> Requirement
Reproduce every entry exactly as shown.

> Record set

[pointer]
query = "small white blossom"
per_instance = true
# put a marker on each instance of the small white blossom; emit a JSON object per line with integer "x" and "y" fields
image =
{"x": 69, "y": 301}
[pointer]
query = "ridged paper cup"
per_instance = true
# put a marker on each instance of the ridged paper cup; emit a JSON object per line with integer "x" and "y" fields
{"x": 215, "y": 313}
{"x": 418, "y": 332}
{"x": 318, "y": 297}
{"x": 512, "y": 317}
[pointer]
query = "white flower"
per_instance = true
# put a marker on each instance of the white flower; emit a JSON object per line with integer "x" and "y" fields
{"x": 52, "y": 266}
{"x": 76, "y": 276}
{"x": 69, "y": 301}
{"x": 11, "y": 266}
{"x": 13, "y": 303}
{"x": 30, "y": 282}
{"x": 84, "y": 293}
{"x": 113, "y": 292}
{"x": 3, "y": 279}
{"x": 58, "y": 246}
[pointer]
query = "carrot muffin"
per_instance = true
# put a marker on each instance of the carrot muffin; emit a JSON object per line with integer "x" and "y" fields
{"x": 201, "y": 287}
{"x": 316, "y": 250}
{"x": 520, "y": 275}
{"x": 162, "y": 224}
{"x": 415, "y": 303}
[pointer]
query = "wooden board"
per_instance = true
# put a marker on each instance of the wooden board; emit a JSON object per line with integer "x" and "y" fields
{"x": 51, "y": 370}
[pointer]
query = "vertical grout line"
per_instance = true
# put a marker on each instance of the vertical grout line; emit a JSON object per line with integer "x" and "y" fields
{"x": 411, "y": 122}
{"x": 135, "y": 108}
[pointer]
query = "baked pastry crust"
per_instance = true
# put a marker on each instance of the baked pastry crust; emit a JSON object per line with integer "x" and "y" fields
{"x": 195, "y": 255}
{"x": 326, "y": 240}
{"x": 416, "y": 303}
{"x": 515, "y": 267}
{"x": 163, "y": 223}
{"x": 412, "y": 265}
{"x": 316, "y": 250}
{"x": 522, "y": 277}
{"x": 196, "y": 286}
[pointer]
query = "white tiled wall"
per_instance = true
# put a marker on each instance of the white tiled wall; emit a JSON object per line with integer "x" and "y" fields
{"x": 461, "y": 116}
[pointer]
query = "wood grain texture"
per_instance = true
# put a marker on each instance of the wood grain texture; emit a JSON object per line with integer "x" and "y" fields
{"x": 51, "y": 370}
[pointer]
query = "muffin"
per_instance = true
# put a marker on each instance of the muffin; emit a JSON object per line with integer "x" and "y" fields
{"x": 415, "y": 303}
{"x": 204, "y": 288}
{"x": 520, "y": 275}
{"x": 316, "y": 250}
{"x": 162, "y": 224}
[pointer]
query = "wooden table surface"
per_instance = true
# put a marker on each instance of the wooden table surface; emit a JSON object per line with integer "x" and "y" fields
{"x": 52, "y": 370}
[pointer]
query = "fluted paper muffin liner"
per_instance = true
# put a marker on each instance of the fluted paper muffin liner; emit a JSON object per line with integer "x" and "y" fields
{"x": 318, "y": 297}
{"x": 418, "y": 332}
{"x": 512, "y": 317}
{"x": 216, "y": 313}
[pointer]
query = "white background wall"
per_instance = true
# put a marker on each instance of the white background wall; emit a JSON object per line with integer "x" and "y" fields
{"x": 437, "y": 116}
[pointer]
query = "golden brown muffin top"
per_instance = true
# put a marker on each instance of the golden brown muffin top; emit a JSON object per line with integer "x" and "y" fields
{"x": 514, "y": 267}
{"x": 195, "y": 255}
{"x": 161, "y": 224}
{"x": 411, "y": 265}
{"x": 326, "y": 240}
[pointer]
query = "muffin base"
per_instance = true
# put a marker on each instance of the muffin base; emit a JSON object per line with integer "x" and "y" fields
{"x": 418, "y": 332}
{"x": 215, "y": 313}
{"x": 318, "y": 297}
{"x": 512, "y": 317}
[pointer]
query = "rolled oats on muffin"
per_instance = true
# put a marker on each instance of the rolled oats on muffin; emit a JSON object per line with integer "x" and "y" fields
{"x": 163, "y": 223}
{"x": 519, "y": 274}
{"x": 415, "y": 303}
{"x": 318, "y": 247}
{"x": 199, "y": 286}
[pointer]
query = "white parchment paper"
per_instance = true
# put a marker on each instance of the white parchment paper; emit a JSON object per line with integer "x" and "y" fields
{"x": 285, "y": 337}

> Result of this task
[pointer]
query = "small white blossom"
per_instance = true
# put a marker on each instance of the small white blossom; emit a JSON object per line with integer "x" and "y" fields
image =
{"x": 69, "y": 301}
[pointer]
query = "ridged paper cup"
per_instance = true
# put a marker on each instance of the ridged paper cup; emit a JSON object per line with integer "x" and "y" fields
{"x": 215, "y": 313}
{"x": 418, "y": 332}
{"x": 318, "y": 297}
{"x": 512, "y": 317}
[pointer]
query = "white flower"
per_instance = true
# put a marker on each instance of the white flower; emit a JSON object per line with integer "x" and "y" fields
{"x": 52, "y": 266}
{"x": 76, "y": 276}
{"x": 69, "y": 301}
{"x": 11, "y": 266}
{"x": 13, "y": 303}
{"x": 30, "y": 282}
{"x": 84, "y": 293}
{"x": 113, "y": 292}
{"x": 3, "y": 279}
{"x": 58, "y": 246}
[pointer]
query = "carrot muffin"
per_instance = true
# put a marker on each instance of the carrot muffin; emit a JSON object per line with integer "x" and "y" fields
{"x": 201, "y": 287}
{"x": 316, "y": 250}
{"x": 520, "y": 275}
{"x": 162, "y": 224}
{"x": 415, "y": 303}
[pointer]
query = "wooden board"
per_instance = true
# put a marker on each instance of the wooden board; emit a JSON object per line with integer "x" and "y" fields
{"x": 51, "y": 370}
[pointer]
query = "vertical grout line"
per_instance = true
# put a marker on each instance of the vertical grout line; emit a JSON object per line with integer "x" and "y" fields
{"x": 411, "y": 122}
{"x": 135, "y": 108}
[pointer]
query = "baked pastry crust"
per_instance = true
# put a marker on each instance of the baked pastry crust; emit a JSON object per line with integer "x" and "y" fields
{"x": 195, "y": 255}
{"x": 326, "y": 240}
{"x": 416, "y": 303}
{"x": 515, "y": 267}
{"x": 163, "y": 223}
{"x": 412, "y": 265}
{"x": 316, "y": 250}
{"x": 522, "y": 277}
{"x": 196, "y": 286}
[pointer]
query = "white tiled wall"
per_instance = true
# put a marker on each instance of the white tiled wall; emit a JSON object per line with integer "x" and "y" fields
{"x": 461, "y": 116}
[pointer]
query = "wood grain texture"
per_instance = true
# put a marker on each instance of the wood grain texture; emit a JSON object per line with integer "x" and "y" fields
{"x": 51, "y": 370}
[pointer]
query = "muffin"
per_instance = true
# put a marker on each instance of the muffin; emit a JSON object per line with integer "x" and "y" fields
{"x": 415, "y": 303}
{"x": 204, "y": 288}
{"x": 520, "y": 275}
{"x": 316, "y": 250}
{"x": 162, "y": 224}
[pointer]
query = "wooden table surface"
per_instance = true
# put a marker on each instance of the wooden table surface; emit a JSON object per line with integer "x" and "y" fields
{"x": 52, "y": 370}
[pointer]
query = "fluted paper muffin liner"
per_instance = true
# put a marker on each instance of the fluted paper muffin liner; emit a JSON object per line with integer "x" and "y" fields
{"x": 318, "y": 297}
{"x": 418, "y": 332}
{"x": 512, "y": 317}
{"x": 216, "y": 313}
[pointer]
query = "white background wall"
per_instance = true
# put a marker on each instance of the white background wall; emit a JSON object per line with integer "x" and "y" fields
{"x": 437, "y": 116}
[pointer]
query = "golden brown muffin top"
per_instance = true
# put a marker on each instance of the golden brown muffin top; emit a JSON object per line with integer "x" and "y" fields
{"x": 514, "y": 267}
{"x": 195, "y": 255}
{"x": 161, "y": 224}
{"x": 411, "y": 265}
{"x": 326, "y": 240}
[pointer]
query = "muffin base"
per_instance = true
# put a marker on each instance of the muffin base; emit a JSON object per line with integer "x" and "y" fields
{"x": 418, "y": 332}
{"x": 215, "y": 313}
{"x": 318, "y": 297}
{"x": 512, "y": 317}
[pointer]
query = "rolled oats on muffin"
per_instance = true
# put a marker on each instance of the rolled oats on muffin; emit a JSON object per line with integer "x" and "y" fields
{"x": 163, "y": 223}
{"x": 519, "y": 274}
{"x": 415, "y": 303}
{"x": 318, "y": 247}
{"x": 199, "y": 286}
[pointer]
query = "white parchment paper"
per_instance = true
# put a marker on each instance of the white parchment paper; emit a JSON object per line with integer "x" and "y" fields
{"x": 285, "y": 337}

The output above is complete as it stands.